## TASK DETAILS:
Please answer from the fact-check below about a lockdown study headline: on what date did the Unbiased America account publish the Facebook post?

## PROVIDED PASSAGE:
====

Did the headline on this Facebook post correctly describe a draft report about the effect of lockdowns on the spread of COVID-19 in the U.S. and other countries? No, that's not true: The paper is, by its own wording, still a working draft and has not yet been subjected to professional peer review. That's the customary process through which the methodology and conclusions in draft scholarly writings like this are challenged by professional peers, often causing authors to restate their findings or back away from unsupportable declarations.
In this draft paper, the authors note lockdowns were implemented at the same time as other policies and in countries with imperfect data collection, which makes it impossible to isolate the effect of shelter-in-place orders on the ultimate death toll. While their draft conclusion is that death data suggest lockdowns did not flatten the curve, they concede cause and effect may be hard to establish and clearly say this is a working draft, not a completed study.
The headline declaring lockdowns backfired appears over a Facebook post (archived here) published on the Unbiased America account on June 24, 2021, under the title "NEW STUDY: THE LOCKDOWNS BACKFIRED, INCREASING DEATHS INSTEAD OF DECREASING THEM." It opened:
A new study examining deaths in the 50 states and across 44 countries has found that government lockdown orders resulted in higher overall deaths.
This is what the post looked like on Facebook at the time of writing:
(Source: Facebook screenshot taken on Fri Jun 25 18:02:11 2021 UTC)

====

## INPUT DATA:
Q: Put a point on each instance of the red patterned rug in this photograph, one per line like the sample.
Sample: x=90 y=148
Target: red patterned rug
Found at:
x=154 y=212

====

## ANSWER SECTION:
June 24, 2021